### TASK INSTRUCTIONS
Please count the lines in the material below that contain the string "window" and reply with that number alone.

### DATA SUPPLIED
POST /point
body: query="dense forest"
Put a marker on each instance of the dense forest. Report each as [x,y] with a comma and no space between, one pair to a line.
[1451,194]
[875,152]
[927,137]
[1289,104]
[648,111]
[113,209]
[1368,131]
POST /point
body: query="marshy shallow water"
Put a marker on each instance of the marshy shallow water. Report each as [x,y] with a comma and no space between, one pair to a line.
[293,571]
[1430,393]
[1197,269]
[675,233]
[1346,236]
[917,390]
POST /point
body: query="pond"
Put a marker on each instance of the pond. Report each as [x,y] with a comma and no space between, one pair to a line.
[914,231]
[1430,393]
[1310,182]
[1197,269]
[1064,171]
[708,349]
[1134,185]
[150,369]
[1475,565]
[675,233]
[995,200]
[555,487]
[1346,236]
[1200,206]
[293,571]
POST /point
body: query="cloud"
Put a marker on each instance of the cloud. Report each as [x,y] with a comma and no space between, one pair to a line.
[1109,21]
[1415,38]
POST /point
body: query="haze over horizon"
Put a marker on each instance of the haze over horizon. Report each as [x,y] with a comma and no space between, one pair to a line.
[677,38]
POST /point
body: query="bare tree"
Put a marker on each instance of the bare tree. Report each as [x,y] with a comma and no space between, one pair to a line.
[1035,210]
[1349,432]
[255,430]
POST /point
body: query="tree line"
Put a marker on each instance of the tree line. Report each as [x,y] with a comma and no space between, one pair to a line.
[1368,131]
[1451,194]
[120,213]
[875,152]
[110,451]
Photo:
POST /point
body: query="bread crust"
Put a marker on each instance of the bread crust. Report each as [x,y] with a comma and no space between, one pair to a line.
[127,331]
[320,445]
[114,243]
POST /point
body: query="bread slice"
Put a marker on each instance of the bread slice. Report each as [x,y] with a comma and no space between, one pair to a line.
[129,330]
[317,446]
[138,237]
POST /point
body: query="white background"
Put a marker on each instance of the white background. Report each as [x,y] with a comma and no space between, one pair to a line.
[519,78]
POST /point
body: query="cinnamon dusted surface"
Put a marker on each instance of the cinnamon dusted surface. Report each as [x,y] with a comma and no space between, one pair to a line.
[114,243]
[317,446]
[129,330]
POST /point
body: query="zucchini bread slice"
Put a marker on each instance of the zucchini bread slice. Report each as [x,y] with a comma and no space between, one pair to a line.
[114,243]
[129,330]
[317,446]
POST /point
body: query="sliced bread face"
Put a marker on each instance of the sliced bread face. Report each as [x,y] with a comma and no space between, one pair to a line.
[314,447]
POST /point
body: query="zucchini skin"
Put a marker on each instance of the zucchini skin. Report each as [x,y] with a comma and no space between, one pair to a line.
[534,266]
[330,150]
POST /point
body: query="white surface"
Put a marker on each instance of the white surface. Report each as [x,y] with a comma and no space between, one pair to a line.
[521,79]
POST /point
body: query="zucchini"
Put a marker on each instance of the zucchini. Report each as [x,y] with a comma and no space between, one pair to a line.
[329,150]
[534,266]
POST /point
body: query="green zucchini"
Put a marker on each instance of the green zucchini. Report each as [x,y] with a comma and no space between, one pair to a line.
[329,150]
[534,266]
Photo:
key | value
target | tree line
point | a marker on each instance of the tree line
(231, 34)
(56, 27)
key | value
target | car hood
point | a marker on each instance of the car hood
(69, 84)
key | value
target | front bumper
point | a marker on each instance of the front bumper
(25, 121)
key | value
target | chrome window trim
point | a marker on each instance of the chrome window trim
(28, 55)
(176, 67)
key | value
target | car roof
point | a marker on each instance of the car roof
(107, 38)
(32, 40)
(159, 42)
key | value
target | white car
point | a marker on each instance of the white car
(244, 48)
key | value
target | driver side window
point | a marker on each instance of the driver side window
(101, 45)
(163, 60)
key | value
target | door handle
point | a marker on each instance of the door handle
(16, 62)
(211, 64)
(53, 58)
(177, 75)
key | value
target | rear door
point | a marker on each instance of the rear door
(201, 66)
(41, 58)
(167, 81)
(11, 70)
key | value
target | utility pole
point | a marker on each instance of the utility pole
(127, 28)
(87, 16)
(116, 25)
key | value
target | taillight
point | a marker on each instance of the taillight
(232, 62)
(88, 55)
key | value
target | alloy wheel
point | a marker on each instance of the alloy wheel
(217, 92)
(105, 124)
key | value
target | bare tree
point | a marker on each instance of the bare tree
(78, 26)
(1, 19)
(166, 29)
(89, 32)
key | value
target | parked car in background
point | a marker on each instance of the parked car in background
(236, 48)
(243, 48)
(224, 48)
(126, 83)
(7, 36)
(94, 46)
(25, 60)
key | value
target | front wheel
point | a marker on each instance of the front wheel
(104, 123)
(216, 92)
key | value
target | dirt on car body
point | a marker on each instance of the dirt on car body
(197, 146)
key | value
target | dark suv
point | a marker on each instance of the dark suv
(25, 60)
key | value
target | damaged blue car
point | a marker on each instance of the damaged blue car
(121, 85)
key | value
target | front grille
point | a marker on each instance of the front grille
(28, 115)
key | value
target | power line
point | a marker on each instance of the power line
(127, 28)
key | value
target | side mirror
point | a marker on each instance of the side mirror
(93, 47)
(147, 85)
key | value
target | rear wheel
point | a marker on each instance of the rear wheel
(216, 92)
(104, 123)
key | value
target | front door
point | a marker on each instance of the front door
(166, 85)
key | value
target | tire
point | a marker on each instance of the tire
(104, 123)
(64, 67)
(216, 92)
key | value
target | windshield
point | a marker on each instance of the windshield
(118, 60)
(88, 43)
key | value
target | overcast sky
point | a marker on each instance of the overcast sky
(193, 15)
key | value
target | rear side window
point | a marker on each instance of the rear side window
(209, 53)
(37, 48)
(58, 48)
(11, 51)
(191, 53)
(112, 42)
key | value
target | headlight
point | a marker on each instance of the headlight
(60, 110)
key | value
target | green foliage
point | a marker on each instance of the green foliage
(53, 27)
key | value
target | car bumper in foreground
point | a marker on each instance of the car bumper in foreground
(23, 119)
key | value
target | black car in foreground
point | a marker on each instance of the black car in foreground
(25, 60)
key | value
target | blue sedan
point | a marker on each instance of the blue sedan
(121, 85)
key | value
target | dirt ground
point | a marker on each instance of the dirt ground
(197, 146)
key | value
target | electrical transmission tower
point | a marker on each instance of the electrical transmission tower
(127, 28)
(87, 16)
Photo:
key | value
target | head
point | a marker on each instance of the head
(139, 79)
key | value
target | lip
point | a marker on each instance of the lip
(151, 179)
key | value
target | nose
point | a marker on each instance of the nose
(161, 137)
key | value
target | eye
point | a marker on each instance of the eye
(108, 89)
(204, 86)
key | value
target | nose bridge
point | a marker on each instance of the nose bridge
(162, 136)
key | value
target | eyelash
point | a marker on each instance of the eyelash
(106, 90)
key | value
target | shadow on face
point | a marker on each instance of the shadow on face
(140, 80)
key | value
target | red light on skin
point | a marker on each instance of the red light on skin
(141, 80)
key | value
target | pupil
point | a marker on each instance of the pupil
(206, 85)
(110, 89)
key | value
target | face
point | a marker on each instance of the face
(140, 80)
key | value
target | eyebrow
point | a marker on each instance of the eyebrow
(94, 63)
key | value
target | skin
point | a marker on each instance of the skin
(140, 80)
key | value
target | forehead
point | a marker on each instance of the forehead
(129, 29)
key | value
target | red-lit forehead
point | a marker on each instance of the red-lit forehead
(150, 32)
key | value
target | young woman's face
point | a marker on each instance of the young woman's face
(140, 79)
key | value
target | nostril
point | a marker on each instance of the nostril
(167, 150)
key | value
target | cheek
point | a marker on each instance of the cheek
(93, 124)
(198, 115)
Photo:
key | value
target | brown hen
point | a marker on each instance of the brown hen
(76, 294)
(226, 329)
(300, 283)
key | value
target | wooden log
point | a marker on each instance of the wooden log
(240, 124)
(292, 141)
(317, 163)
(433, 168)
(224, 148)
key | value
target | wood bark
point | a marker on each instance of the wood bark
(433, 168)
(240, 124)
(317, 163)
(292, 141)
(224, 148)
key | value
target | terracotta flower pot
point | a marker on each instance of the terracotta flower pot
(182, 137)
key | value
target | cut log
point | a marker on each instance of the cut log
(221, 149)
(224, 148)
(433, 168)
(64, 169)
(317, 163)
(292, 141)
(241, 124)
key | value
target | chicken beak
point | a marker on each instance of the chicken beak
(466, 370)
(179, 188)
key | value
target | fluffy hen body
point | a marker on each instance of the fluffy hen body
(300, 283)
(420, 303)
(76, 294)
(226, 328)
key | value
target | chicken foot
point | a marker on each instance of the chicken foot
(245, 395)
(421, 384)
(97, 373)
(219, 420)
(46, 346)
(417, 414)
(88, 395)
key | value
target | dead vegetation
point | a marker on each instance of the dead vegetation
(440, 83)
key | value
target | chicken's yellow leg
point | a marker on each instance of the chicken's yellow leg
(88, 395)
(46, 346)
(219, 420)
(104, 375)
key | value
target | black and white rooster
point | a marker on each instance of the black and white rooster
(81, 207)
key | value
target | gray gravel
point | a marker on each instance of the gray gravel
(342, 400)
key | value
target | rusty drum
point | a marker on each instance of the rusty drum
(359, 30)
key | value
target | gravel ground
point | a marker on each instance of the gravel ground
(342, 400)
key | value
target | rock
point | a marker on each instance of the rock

### IN RESPONSE
6